**Tasks to complete**
1. Decide whether each statement below agrees with the abstract on seismic anisotropy beneath southern Africa, answering yes or no and quoting the deciding words. (a) Vinnik et al. based their suggestion on measurements at 8 sites. (b) Crossing from the Limpopo belt into the Zimbabwe craton, the fast polarization directions shift by about 90 degrees. (c) In the younger belts southwest of the craton, the fast polarizations run parallel to the dominant geologic fabric.
2. List every craton or belt that the abstract on seismic anisotropy beneath southern Africa identifies by a proper name.
3. Answer these questions from the abstract on seismic anisotropy beneath southern Africa.
(a) At how many sites were the new measurements made?
(b) Which experiment supplied the data for them, and in which years?
(c) What may contribute to the anisotropy in the belts southwest of the craton?

**Source excerpt**

----------------

Evidence of Geologically Controlled Seismic Anisotropy beneath Southern Africa
Based on shear-wave splitting measurements at 8 sites within the southern Kaapvaal craton, Vinnik et al. (1996, 1998) suggested that the observed NE-SW fast polarization directions of 7 of the 8 were caused by the absolute plate motion (APM) of the African plate. However, new measurements at 70 sites using data from the 1997-99 Southern African Seismic Experiment (SASE), completely spanning the craton along a NE-SW transect, strongly support the notation that in old cratonic areas, anisotropy is primarily caused by structural fabric frozen in the mantle by Archean deformational events. This is best illustrated in the northeastern Kaapvaal craton and Limpopo belt, where there is the best geologic control. The available splitting directions for this region are essentially parallel to the large-scale ENE trending structures found there and significantly different from the APM direction, as well as the NE-SW splitting directions found in the southern craton. Moving northward across the boundary from the Limpopo belt to Zimbabwe craton, the fast polarization directions abruptly change by about 45⁰ from ENE to NNE, again suggesting geologic control. The one region where ancient deformation provides an unsatisfactory explanation is in the younger Proterozoic and Phanerozoic belts to the southwest of the craton. The fast polarizations are roughly oriented NE-SW, while the dominant geologic fabric is at a high angle to this direction. In this area there may be a contribution from mantle flow.

----------------

**Recorded data**
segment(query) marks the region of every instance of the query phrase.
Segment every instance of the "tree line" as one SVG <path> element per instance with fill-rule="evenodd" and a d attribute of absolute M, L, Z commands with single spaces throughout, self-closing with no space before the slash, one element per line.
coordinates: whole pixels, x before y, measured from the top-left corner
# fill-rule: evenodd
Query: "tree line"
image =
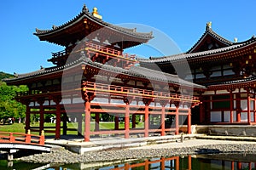
<path fill-rule="evenodd" d="M 12 75 L 0 72 L 0 80 L 12 77 Z M 0 81 L 0 121 L 7 122 L 8 119 L 24 120 L 26 106 L 15 100 L 18 92 L 27 91 L 26 86 L 8 86 L 4 82 Z"/>

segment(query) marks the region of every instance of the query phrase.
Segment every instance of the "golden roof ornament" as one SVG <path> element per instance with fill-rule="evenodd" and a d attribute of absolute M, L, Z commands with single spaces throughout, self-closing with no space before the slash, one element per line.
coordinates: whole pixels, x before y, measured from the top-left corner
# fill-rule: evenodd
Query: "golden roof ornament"
<path fill-rule="evenodd" d="M 212 21 L 207 23 L 207 30 L 212 29 Z"/>
<path fill-rule="evenodd" d="M 98 14 L 98 8 L 96 8 L 96 7 L 93 8 L 93 11 L 92 11 L 91 14 L 94 17 L 102 20 L 102 16 Z"/>

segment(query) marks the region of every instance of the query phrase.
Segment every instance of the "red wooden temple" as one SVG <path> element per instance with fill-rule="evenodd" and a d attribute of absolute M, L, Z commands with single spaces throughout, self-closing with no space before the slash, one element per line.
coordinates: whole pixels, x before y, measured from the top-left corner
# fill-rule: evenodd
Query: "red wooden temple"
<path fill-rule="evenodd" d="M 85 141 L 104 134 L 122 134 L 125 139 L 137 133 L 178 134 L 184 122 L 187 133 L 191 133 L 191 108 L 201 101 L 186 92 L 203 94 L 205 87 L 138 66 L 135 55 L 124 53 L 148 42 L 152 32 L 104 22 L 96 8 L 90 13 L 84 5 L 70 21 L 49 30 L 36 29 L 34 35 L 64 50 L 52 54 L 52 67 L 5 79 L 9 85 L 29 88 L 17 96 L 26 105 L 26 132 L 44 130 L 60 139 L 61 132 L 67 134 L 70 130 L 68 120 L 76 117 L 78 134 Z M 39 127 L 31 127 L 33 114 L 39 115 Z M 46 114 L 55 115 L 54 130 L 44 126 Z M 113 129 L 101 128 L 102 115 L 114 117 Z M 125 128 L 119 128 L 119 117 L 124 117 Z M 138 118 L 143 128 L 137 126 Z"/>
<path fill-rule="evenodd" d="M 164 72 L 174 74 L 172 65 L 189 63 L 191 72 L 179 76 L 207 88 L 198 94 L 202 105 L 192 110 L 193 123 L 252 125 L 256 124 L 255 60 L 254 37 L 230 42 L 214 32 L 209 22 L 188 52 L 140 60 L 140 65 L 146 68 L 157 65 Z"/>

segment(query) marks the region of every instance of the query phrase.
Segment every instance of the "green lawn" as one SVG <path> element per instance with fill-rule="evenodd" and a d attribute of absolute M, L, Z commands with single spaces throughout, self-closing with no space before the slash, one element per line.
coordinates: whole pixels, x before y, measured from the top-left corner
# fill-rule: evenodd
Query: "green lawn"
<path fill-rule="evenodd" d="M 61 124 L 62 126 L 62 122 Z M 75 129 L 78 128 L 78 123 L 67 123 L 67 128 L 73 129 L 73 131 L 67 131 L 67 134 L 77 134 L 77 131 Z M 44 127 L 49 127 L 50 128 L 45 128 L 45 130 L 55 130 L 55 123 L 45 122 Z M 31 127 L 39 127 L 39 123 L 36 122 L 34 124 L 31 124 Z M 139 123 L 137 125 L 137 128 L 143 128 L 143 123 Z M 84 124 L 82 125 L 82 131 L 84 132 Z M 131 123 L 130 123 L 130 128 L 131 128 Z M 119 128 L 125 128 L 125 123 L 119 123 Z M 95 123 L 90 123 L 90 131 L 94 131 Z M 114 122 L 100 122 L 100 129 L 114 129 Z M 0 125 L 0 131 L 2 132 L 12 132 L 12 133 L 25 133 L 25 124 L 23 123 L 14 123 L 14 124 L 5 124 Z M 61 129 L 62 131 L 62 129 Z M 61 132 L 62 134 L 62 132 Z M 32 134 L 38 134 L 38 132 L 32 132 Z M 45 135 L 53 135 L 53 133 L 45 133 Z"/>

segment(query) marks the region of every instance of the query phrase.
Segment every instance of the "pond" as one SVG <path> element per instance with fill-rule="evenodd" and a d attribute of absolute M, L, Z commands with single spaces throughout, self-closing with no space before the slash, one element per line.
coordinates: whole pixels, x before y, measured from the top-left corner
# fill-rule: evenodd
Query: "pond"
<path fill-rule="evenodd" d="M 253 154 L 215 154 L 194 155 L 187 156 L 172 156 L 150 158 L 145 160 L 130 160 L 119 163 L 81 163 L 70 165 L 33 164 L 20 162 L 8 162 L 0 161 L 0 169 L 10 170 L 79 170 L 79 169 L 221 169 L 247 170 L 256 169 L 256 155 Z"/>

----------------

**Outputs by task**
1.
(a) Yes: "shear-wave splitting measurements at 8 sites within the southern Kaapvaal craton"
(b) No: "the fast polarization directions abruptly change by about 45⁰ from ENE to NNE"
(c) No: "while the dominant geologic fabric is at a high angle to this direction"

2.
Kaapvaal craton
Limpopo belt
Zimbabwe craton

3.
(a) 70 sites
(b) The Southern African Seismic Experiment (SASE), 1997-99
(c) Mantle flow